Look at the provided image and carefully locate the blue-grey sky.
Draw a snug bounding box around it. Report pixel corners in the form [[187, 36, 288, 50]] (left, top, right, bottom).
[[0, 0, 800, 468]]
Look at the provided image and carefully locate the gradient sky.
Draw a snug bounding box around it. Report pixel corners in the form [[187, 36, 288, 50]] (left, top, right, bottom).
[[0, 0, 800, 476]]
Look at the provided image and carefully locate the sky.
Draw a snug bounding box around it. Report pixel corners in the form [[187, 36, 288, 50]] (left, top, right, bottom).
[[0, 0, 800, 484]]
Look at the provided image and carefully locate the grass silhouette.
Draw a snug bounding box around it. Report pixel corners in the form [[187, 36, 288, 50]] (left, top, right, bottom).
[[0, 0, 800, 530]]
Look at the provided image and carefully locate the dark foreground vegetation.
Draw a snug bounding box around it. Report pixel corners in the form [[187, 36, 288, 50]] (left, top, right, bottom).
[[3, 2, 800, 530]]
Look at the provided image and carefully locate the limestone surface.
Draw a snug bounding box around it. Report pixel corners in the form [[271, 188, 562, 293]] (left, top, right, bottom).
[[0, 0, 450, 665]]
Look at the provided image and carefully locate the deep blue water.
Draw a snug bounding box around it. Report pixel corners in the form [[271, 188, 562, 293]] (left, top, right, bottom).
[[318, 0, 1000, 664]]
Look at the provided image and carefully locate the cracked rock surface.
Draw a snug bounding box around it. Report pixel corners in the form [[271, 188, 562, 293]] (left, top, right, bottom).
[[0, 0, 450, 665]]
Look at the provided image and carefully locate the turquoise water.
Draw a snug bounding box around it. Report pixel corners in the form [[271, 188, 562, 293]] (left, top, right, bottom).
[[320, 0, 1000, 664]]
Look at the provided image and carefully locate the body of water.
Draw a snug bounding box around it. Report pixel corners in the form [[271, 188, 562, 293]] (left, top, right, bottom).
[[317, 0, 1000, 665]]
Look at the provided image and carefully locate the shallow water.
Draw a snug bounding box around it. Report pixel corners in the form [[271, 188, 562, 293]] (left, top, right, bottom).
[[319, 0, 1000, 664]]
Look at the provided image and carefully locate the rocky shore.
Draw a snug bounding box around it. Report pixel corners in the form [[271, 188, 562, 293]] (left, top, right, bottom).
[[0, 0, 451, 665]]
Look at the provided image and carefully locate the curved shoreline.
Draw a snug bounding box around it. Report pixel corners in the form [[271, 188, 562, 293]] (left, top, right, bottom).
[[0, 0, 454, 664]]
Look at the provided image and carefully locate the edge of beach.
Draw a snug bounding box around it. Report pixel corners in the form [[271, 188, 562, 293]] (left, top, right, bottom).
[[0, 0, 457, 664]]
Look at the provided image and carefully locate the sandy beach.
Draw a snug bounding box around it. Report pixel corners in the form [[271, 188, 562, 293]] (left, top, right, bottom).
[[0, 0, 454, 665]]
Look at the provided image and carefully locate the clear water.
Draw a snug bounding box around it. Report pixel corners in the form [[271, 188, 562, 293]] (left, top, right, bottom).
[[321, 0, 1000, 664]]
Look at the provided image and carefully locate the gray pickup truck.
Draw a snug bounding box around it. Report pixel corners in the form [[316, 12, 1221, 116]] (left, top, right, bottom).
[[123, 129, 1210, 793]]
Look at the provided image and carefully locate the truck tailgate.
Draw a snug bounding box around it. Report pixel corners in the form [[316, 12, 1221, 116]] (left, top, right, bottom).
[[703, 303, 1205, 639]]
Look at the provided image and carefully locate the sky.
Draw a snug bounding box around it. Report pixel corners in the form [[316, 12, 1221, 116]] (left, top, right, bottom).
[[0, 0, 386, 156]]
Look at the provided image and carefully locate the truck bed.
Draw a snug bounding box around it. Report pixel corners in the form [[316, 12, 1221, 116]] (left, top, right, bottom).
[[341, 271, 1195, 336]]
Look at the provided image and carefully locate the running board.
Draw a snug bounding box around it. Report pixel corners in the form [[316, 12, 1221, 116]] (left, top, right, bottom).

◇ ◇ ◇ ◇ ◇ ◇ ◇

- [Problem statement]: Find every line of the records above that contains the string "truck" and copy each one. Matching is case-sensitive.

- [Response for this exercise]:
Look at the provided image and carefully locate the gray pickup truck.
Look at the provided image and carefully locate the truck tailgate.
Look at the provided image and carefully locate the truck bed.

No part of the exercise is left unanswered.